BEGIN The input
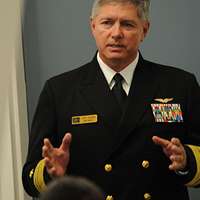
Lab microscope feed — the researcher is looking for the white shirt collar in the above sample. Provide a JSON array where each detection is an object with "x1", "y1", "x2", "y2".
[{"x1": 97, "y1": 52, "x2": 139, "y2": 94}]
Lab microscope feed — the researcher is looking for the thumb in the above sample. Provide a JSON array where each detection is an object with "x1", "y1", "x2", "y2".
[
  {"x1": 60, "y1": 133, "x2": 72, "y2": 152},
  {"x1": 152, "y1": 136, "x2": 170, "y2": 148}
]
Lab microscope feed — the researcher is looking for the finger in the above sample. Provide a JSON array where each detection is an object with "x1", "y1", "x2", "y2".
[
  {"x1": 152, "y1": 136, "x2": 170, "y2": 148},
  {"x1": 169, "y1": 161, "x2": 183, "y2": 171},
  {"x1": 162, "y1": 142, "x2": 173, "y2": 157},
  {"x1": 44, "y1": 157, "x2": 53, "y2": 170},
  {"x1": 169, "y1": 154, "x2": 187, "y2": 171},
  {"x1": 47, "y1": 166, "x2": 57, "y2": 176},
  {"x1": 171, "y1": 137, "x2": 183, "y2": 149},
  {"x1": 44, "y1": 138, "x2": 54, "y2": 151},
  {"x1": 42, "y1": 139, "x2": 54, "y2": 158},
  {"x1": 169, "y1": 162, "x2": 179, "y2": 171},
  {"x1": 170, "y1": 155, "x2": 183, "y2": 163},
  {"x1": 42, "y1": 145, "x2": 50, "y2": 158},
  {"x1": 163, "y1": 143, "x2": 183, "y2": 159},
  {"x1": 170, "y1": 144, "x2": 183, "y2": 155},
  {"x1": 60, "y1": 133, "x2": 72, "y2": 152}
]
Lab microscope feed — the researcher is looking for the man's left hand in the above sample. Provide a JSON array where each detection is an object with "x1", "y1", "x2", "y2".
[{"x1": 152, "y1": 136, "x2": 187, "y2": 171}]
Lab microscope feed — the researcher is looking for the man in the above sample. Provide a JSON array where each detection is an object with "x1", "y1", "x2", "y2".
[
  {"x1": 39, "y1": 176, "x2": 104, "y2": 200},
  {"x1": 22, "y1": 0, "x2": 200, "y2": 200}
]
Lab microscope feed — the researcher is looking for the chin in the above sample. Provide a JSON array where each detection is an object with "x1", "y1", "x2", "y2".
[
  {"x1": 108, "y1": 55, "x2": 127, "y2": 61},
  {"x1": 106, "y1": 52, "x2": 126, "y2": 59},
  {"x1": 100, "y1": 51, "x2": 127, "y2": 63}
]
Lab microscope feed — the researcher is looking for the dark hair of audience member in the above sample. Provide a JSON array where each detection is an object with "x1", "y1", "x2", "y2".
[{"x1": 39, "y1": 176, "x2": 104, "y2": 200}]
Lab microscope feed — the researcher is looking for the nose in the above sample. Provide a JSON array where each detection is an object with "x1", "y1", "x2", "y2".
[{"x1": 111, "y1": 23, "x2": 123, "y2": 40}]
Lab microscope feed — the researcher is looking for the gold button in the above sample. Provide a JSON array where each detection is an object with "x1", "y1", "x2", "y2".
[
  {"x1": 106, "y1": 195, "x2": 114, "y2": 200},
  {"x1": 144, "y1": 193, "x2": 151, "y2": 200},
  {"x1": 142, "y1": 160, "x2": 150, "y2": 168},
  {"x1": 29, "y1": 169, "x2": 34, "y2": 178},
  {"x1": 104, "y1": 164, "x2": 112, "y2": 172}
]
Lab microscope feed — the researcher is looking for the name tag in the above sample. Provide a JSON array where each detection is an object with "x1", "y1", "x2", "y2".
[
  {"x1": 72, "y1": 114, "x2": 98, "y2": 125},
  {"x1": 151, "y1": 103, "x2": 183, "y2": 123}
]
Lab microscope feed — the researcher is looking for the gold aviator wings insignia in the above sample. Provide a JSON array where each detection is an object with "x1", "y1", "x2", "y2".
[{"x1": 154, "y1": 98, "x2": 174, "y2": 103}]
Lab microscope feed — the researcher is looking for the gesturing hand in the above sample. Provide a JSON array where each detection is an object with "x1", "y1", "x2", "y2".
[
  {"x1": 152, "y1": 136, "x2": 187, "y2": 171},
  {"x1": 42, "y1": 133, "x2": 72, "y2": 178}
]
END The input
→ Problem description:
Set down all the data again exactly as above, pictures excluded.

→ Written reply:
Lab microscope feed — the researcher is looking for the white shirt collar in the above sample. Provide a JSON array where each detection is an object with "x1", "y1", "x2", "y2".
[{"x1": 97, "y1": 52, "x2": 139, "y2": 94}]
Lab microscope feed — the researcher is looking for the thumb in the above sample. Provide a JSON array where each detection is an object with "x1", "y1", "x2", "y2".
[
  {"x1": 60, "y1": 133, "x2": 72, "y2": 152},
  {"x1": 152, "y1": 136, "x2": 170, "y2": 148}
]
Lab microscope feed — the researcher is looking for the finger in the above sample. Provide a JSON array where each detection is an object with "x1", "y1", "x2", "y2".
[
  {"x1": 152, "y1": 136, "x2": 170, "y2": 148},
  {"x1": 169, "y1": 161, "x2": 183, "y2": 171},
  {"x1": 162, "y1": 142, "x2": 173, "y2": 157},
  {"x1": 44, "y1": 157, "x2": 53, "y2": 170},
  {"x1": 169, "y1": 154, "x2": 187, "y2": 171},
  {"x1": 47, "y1": 166, "x2": 57, "y2": 176},
  {"x1": 171, "y1": 137, "x2": 183, "y2": 149},
  {"x1": 44, "y1": 138, "x2": 54, "y2": 151},
  {"x1": 42, "y1": 139, "x2": 54, "y2": 158},
  {"x1": 169, "y1": 162, "x2": 179, "y2": 171},
  {"x1": 170, "y1": 155, "x2": 183, "y2": 163},
  {"x1": 42, "y1": 145, "x2": 50, "y2": 158},
  {"x1": 163, "y1": 143, "x2": 183, "y2": 159},
  {"x1": 170, "y1": 144, "x2": 183, "y2": 155},
  {"x1": 60, "y1": 133, "x2": 72, "y2": 152}
]
Lab microscope feed — the researcher is looking for the man's left hand in the above sample. Provide a JSON array where each detection is an object with "x1", "y1", "x2", "y2".
[{"x1": 152, "y1": 136, "x2": 187, "y2": 171}]
Lab microscope feed — the researcher is looking for the man in the above sample. Provide a JSON array where each detection is an object with "x1", "y1", "x2", "y2".
[
  {"x1": 39, "y1": 176, "x2": 104, "y2": 200},
  {"x1": 22, "y1": 0, "x2": 200, "y2": 200}
]
Lab microscope feed — the researcher is looking for the chin in the above sample. Provide a JSON array where each detection is an object with "x1", "y1", "x2", "y2".
[
  {"x1": 108, "y1": 55, "x2": 127, "y2": 61},
  {"x1": 106, "y1": 52, "x2": 126, "y2": 59},
  {"x1": 100, "y1": 51, "x2": 127, "y2": 63}
]
Lab microscope feed — the researcher is looking for the dark hair of audience member in the above sample. Provide a JSON array where each detection is an object with "x1", "y1", "x2", "y2".
[{"x1": 39, "y1": 176, "x2": 104, "y2": 200}]
Lab microscope feed — the researcher is looking for the nose in the above sample. Provide a JSON array where each detection is an object with "x1", "y1", "x2", "y2".
[{"x1": 111, "y1": 23, "x2": 123, "y2": 40}]
Lab microscope feed — the researcher is looking for the gold button in the above sample. Provide a JSON array where each detection is an object with "x1", "y1", "x2", "y2".
[
  {"x1": 106, "y1": 195, "x2": 114, "y2": 200},
  {"x1": 144, "y1": 193, "x2": 151, "y2": 200},
  {"x1": 142, "y1": 160, "x2": 150, "y2": 168},
  {"x1": 29, "y1": 169, "x2": 34, "y2": 178},
  {"x1": 104, "y1": 164, "x2": 112, "y2": 172}
]
Lab microscope feed — the researcher is looking for the name tag in the above sample. Provide a JSON array where each detection is an object with "x1", "y1", "x2", "y2".
[
  {"x1": 72, "y1": 114, "x2": 98, "y2": 125},
  {"x1": 151, "y1": 103, "x2": 183, "y2": 123}
]
Lab microscope feed — the researcher is looking for the gold aviator wings insignia in the above sample. Provide a JSON array where each detection is an object with "x1", "y1", "x2", "y2".
[{"x1": 154, "y1": 98, "x2": 174, "y2": 103}]
Lab microscope feed — the researcher is looking for the gesturing hand in the above sample. Provide a JSON array where each detection is an object with "x1", "y1", "x2", "y2".
[
  {"x1": 152, "y1": 136, "x2": 187, "y2": 171},
  {"x1": 42, "y1": 133, "x2": 72, "y2": 178}
]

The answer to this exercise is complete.